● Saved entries
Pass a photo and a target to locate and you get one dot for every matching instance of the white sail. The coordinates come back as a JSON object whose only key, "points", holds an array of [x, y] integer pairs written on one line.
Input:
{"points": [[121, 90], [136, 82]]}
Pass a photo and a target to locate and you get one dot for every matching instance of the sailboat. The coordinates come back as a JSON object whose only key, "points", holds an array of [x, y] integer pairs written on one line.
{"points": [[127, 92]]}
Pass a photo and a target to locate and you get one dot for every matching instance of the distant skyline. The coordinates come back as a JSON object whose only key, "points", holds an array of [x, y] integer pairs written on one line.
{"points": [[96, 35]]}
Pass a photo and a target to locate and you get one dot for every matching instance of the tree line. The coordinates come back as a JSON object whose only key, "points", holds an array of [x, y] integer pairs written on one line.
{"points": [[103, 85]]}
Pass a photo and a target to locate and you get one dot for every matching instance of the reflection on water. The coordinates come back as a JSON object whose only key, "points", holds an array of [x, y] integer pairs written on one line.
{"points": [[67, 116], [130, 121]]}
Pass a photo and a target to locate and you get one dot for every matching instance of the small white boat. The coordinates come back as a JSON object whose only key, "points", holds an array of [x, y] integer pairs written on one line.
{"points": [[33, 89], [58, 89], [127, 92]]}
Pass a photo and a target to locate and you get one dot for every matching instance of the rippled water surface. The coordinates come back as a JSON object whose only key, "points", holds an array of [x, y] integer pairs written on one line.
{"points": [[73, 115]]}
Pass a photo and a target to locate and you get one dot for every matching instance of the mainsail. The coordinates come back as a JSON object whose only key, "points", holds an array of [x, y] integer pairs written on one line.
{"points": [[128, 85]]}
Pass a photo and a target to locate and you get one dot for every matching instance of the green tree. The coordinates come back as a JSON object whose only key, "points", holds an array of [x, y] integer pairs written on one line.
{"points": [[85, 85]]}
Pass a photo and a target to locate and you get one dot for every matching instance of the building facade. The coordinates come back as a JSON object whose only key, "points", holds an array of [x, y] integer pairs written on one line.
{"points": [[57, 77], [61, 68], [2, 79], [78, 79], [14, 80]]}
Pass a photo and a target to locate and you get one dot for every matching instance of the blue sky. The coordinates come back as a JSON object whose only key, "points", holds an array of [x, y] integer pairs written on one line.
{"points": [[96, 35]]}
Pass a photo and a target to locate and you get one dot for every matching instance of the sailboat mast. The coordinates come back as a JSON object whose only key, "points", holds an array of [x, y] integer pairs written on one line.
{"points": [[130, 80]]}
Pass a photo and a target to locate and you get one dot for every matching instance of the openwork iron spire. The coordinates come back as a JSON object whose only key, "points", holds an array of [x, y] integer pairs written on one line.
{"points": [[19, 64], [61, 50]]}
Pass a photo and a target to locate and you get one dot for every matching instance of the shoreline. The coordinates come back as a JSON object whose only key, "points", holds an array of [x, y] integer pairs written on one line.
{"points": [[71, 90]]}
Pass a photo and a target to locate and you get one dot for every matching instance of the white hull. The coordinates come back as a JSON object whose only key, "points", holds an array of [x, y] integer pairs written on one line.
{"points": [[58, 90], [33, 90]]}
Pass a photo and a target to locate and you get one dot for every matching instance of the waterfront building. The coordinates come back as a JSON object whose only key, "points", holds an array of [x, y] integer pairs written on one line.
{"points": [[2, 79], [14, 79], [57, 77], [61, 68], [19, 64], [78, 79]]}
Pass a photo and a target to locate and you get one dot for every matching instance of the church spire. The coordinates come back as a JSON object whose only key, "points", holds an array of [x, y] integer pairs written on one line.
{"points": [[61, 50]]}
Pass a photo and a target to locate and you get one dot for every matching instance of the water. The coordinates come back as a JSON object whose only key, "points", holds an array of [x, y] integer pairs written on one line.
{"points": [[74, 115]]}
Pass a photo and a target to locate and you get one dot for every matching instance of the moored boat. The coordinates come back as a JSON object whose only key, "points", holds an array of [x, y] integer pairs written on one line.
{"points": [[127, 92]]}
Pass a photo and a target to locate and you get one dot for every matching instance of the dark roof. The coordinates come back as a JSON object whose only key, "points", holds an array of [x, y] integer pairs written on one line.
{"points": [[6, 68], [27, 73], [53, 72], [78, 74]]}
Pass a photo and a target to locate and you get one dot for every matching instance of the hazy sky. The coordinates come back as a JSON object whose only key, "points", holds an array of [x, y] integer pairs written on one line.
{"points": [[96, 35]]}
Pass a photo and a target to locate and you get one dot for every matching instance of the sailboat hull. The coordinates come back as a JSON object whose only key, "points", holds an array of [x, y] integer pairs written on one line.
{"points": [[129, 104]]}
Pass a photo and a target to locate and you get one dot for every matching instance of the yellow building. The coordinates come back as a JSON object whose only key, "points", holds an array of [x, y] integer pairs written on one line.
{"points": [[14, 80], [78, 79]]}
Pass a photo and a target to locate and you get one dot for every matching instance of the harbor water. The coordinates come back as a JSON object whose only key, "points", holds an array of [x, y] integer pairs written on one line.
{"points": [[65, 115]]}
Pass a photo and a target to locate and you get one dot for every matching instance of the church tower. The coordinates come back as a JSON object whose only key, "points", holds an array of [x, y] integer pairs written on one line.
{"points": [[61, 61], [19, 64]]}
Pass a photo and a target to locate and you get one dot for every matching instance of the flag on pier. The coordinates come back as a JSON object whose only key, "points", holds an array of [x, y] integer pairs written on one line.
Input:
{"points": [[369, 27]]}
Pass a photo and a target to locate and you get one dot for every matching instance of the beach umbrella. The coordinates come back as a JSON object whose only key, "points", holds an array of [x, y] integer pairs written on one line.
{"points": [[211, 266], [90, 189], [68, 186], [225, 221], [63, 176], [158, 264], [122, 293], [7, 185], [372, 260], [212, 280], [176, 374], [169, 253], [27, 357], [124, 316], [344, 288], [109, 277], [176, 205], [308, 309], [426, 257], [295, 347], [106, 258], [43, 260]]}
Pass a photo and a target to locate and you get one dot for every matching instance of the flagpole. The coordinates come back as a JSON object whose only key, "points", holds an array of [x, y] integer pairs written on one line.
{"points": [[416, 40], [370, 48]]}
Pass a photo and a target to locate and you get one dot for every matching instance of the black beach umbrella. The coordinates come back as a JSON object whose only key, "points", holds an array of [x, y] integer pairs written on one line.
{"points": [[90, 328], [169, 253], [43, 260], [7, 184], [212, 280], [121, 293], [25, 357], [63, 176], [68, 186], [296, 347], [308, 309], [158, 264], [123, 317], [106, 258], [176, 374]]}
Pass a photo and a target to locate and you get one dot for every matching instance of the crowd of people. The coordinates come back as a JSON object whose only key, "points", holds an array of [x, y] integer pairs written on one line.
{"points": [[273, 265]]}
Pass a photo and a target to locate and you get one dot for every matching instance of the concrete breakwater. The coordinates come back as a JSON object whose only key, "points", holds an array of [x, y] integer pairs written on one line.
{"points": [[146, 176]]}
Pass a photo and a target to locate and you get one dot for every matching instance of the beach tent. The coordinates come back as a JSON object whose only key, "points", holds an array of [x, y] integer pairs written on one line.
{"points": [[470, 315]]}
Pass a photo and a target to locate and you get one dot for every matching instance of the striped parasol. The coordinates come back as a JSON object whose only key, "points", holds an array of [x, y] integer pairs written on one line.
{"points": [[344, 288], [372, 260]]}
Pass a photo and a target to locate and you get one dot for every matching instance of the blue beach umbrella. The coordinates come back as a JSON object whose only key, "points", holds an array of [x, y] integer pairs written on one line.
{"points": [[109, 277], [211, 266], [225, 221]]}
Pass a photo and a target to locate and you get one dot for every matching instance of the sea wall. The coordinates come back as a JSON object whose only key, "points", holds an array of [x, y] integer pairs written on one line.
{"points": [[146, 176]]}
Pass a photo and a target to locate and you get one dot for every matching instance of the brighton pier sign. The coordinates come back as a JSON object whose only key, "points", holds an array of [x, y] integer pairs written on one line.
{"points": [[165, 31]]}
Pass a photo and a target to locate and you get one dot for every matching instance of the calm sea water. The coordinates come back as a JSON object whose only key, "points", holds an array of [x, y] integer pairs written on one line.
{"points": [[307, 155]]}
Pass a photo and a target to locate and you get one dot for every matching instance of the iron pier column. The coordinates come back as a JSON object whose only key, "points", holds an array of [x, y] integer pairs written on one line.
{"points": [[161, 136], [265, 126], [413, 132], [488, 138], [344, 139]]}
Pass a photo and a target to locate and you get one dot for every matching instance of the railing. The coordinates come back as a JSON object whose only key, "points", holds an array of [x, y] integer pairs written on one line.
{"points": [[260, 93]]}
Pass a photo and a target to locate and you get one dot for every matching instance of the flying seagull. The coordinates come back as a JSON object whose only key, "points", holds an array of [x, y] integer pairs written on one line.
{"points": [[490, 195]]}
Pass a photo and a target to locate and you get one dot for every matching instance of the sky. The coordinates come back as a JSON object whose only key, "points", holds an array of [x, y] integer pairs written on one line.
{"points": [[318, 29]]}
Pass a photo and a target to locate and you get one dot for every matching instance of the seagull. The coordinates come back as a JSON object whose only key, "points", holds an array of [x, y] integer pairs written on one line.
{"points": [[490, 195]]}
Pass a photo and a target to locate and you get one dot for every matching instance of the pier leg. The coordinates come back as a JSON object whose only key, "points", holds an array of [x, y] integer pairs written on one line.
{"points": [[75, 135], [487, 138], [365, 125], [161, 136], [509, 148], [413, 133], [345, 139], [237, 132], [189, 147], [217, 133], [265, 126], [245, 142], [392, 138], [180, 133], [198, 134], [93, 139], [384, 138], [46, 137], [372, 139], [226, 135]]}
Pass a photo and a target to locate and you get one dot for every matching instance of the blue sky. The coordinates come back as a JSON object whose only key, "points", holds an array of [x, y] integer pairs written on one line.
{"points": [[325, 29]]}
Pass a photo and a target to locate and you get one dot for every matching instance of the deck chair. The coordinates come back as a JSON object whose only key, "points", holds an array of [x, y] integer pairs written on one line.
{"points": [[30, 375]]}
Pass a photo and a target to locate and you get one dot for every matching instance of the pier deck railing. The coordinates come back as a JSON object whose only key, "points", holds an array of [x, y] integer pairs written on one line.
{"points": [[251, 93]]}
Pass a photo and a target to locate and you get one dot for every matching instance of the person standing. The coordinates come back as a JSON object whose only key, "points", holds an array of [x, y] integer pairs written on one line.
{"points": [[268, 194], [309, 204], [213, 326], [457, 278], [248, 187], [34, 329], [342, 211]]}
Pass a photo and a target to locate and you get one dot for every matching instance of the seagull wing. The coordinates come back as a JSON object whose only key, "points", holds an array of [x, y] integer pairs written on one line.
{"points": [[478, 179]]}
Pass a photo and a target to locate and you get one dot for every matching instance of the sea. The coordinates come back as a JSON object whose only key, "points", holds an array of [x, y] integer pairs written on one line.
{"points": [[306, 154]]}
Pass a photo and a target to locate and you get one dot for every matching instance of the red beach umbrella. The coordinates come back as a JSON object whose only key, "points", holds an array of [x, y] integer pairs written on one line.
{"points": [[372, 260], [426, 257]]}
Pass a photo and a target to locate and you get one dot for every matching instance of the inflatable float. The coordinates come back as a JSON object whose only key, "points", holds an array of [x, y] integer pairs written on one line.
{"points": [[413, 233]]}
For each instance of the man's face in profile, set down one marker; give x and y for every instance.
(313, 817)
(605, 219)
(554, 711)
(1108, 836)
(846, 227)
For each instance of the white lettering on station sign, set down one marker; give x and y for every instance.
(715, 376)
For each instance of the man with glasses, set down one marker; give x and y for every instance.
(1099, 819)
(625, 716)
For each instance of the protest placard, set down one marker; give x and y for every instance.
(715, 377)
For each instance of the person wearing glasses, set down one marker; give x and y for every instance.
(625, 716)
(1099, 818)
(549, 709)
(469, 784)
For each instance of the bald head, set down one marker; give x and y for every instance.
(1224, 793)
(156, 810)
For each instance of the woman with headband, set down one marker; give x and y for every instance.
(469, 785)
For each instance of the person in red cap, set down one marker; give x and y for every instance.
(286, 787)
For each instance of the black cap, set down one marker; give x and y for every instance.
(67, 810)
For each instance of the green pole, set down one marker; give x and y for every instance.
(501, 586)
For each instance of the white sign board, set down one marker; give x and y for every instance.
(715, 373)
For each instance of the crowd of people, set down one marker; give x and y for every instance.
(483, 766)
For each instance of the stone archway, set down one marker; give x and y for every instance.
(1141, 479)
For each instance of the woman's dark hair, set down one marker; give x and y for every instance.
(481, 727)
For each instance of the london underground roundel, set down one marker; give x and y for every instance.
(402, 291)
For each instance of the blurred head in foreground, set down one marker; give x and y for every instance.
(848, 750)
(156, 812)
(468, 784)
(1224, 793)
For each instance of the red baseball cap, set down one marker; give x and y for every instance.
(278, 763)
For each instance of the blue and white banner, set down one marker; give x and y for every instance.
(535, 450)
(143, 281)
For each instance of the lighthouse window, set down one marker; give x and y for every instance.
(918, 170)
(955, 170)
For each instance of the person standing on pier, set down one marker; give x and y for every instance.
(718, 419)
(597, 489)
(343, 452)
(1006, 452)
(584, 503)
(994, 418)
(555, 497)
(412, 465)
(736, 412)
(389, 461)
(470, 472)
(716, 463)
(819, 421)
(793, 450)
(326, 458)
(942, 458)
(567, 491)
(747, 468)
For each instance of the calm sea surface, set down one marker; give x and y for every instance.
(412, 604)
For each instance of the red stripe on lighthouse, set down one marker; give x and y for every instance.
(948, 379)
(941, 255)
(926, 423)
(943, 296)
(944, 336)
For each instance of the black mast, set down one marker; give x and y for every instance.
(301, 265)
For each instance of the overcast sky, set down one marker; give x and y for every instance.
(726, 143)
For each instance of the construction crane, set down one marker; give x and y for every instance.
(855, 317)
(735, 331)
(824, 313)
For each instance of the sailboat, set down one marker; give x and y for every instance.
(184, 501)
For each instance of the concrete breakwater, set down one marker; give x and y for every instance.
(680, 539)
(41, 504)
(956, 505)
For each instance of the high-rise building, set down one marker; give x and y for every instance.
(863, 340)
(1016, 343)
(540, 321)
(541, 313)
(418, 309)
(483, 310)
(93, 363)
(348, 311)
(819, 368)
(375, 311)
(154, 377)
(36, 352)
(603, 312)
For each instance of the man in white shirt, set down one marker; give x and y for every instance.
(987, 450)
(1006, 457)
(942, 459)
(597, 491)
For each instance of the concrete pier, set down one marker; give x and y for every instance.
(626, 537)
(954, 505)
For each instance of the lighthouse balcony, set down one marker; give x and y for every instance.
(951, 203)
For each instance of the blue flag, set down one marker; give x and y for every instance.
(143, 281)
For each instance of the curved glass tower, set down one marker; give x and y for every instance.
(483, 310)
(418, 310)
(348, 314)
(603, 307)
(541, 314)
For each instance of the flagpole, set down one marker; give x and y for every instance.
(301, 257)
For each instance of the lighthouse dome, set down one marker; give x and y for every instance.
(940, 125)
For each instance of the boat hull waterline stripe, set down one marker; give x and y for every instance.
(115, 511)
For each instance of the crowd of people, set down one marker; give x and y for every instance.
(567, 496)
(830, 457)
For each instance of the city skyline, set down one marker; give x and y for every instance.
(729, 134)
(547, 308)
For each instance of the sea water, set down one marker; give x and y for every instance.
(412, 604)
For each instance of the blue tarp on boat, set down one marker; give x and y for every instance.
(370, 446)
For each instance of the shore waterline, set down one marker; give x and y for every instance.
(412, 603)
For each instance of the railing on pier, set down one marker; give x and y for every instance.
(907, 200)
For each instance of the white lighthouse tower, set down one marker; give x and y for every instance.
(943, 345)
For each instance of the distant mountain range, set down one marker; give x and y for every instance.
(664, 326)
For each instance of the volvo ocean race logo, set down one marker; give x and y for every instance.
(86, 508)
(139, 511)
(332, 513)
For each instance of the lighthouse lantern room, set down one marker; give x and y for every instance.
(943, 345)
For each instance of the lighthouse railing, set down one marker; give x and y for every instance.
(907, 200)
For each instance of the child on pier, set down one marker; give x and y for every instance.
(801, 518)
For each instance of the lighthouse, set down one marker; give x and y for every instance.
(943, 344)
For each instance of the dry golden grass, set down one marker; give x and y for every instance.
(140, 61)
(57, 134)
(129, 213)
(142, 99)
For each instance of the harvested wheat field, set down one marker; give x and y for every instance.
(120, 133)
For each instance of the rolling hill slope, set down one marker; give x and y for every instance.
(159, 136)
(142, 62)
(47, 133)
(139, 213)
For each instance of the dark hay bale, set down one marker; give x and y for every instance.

● What is asked
Reproduce verbatim every line of the records above, from the line containing "For each instance of the city" down to the final line of the records, both included.

● The response
For each instance of the city skyline, set down one marker; give x and y for every instance.
(729, 134)
(547, 308)
For each instance of the sea water, set down one marker; give x and y for every instance.
(412, 604)
For each instance of the blue tarp on boat, set down one marker; give x and y for every instance.
(370, 446)
For each instance of the shore waterline, set down one marker; give x and y for every instance.
(412, 603)
For each instance of the railing on pier, set down one marker; give x and y for every instance.
(907, 200)
For each instance of the white lighthouse tower, set down one marker; give x and y for every instance.
(943, 345)
For each instance of the distant mountain range, set down one marker; give x and y for every instance.
(664, 326)
For each instance of the volvo ocean race logo, set down one marker; give x and y for every instance.
(86, 508)
(139, 511)
(332, 513)
For each instance of the lighthouse lantern room, set down one marker; give x and y for every instance.
(943, 345)
For each instance of the lighthouse railing, set down one marker; give x and y for every instance.
(907, 200)
For each instance of the child on pier, set down one marker; give x and y for every instance.
(801, 518)
For each instance of the lighthouse, set down one marker; give x and y for every instance.
(943, 344)
For each instance of the dry golden grass, set down one marker; give x and y for every instance.
(140, 61)
(57, 134)
(129, 213)
(142, 99)
For each instance of the harvested wheat field, set down one marker; give x and y for every instance.
(120, 133)
For each instance of the rolling hill slope, set down one marker; give x and y for every instance.
(159, 136)
(142, 62)
(47, 133)
(139, 213)
For each instance of the dark hay bale, set down one marker; give x and y for every instance.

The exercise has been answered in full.